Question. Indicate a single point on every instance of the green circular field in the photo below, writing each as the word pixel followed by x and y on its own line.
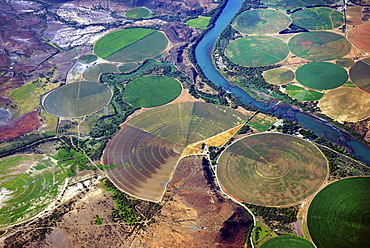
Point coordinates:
pixel 93 72
pixel 137 13
pixel 339 215
pixel 257 51
pixel 301 94
pixel 77 99
pixel 319 45
pixel 278 76
pixel 321 75
pixel 261 21
pixel 287 241
pixel 149 146
pixel 28 184
pixel 345 62
pixel 320 18
pixel 346 104
pixel 152 91
pixel 271 169
pixel 131 45
pixel 292 4
pixel 87 59
pixel 360 74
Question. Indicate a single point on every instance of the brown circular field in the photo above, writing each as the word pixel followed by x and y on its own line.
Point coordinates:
pixel 271 169
pixel 360 74
pixel 148 146
pixel 360 37
pixel 346 104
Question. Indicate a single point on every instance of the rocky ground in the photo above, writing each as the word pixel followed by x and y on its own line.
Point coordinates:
pixel 193 214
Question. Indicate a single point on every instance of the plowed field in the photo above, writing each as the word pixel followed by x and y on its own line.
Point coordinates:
pixel 148 146
pixel 360 37
pixel 271 169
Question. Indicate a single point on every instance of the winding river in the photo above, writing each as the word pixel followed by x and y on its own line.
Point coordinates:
pixel 203 54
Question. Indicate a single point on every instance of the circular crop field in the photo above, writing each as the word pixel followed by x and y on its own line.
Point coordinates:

=-=-=

WHAT THE EXERCISE ASKS =
Copy out every one of the records above word for word, omitting the pictures.

EXPECTED ANSWER =
Question. Indicate a single point on every instance of the green circular field in the photo below, writing each as the word pixel followed by x and y on its own line.
Point coordinates:
pixel 93 72
pixel 137 13
pixel 339 215
pixel 257 51
pixel 301 94
pixel 77 99
pixel 319 45
pixel 278 76
pixel 321 75
pixel 261 21
pixel 287 241
pixel 149 146
pixel 28 184
pixel 345 62
pixel 320 18
pixel 346 104
pixel 152 91
pixel 271 169
pixel 131 45
pixel 292 4
pixel 87 59
pixel 360 74
Question. Indicate a single point on every instance of the brown circular field in the photo above, writing each as the word pixel followed by x and y on its own line.
Point coordinates:
pixel 271 169
pixel 360 74
pixel 148 146
pixel 360 37
pixel 346 104
Question. Indicate a single point on every instance of the rocky ground in the photo above, writing each as the word pixel followed by x and y on its own line.
Point coordinates:
pixel 193 214
Question. Indicate a single point on every instance of the plowed field in the photo above, writing each as the word pixel followed by x and y on its own line.
Point coordinates:
pixel 148 146
pixel 360 37
pixel 271 169
Question. Indicate a single point on every instance of the winding river in the photo above, writing each as the word pixel followed by x and y on its own line.
Point coordinates:
pixel 203 54
Question. Indicate a single point on every instance of the circular crop field in the photo above, writing each as the word pixel followed by x and y on its own line.
Point coordinates:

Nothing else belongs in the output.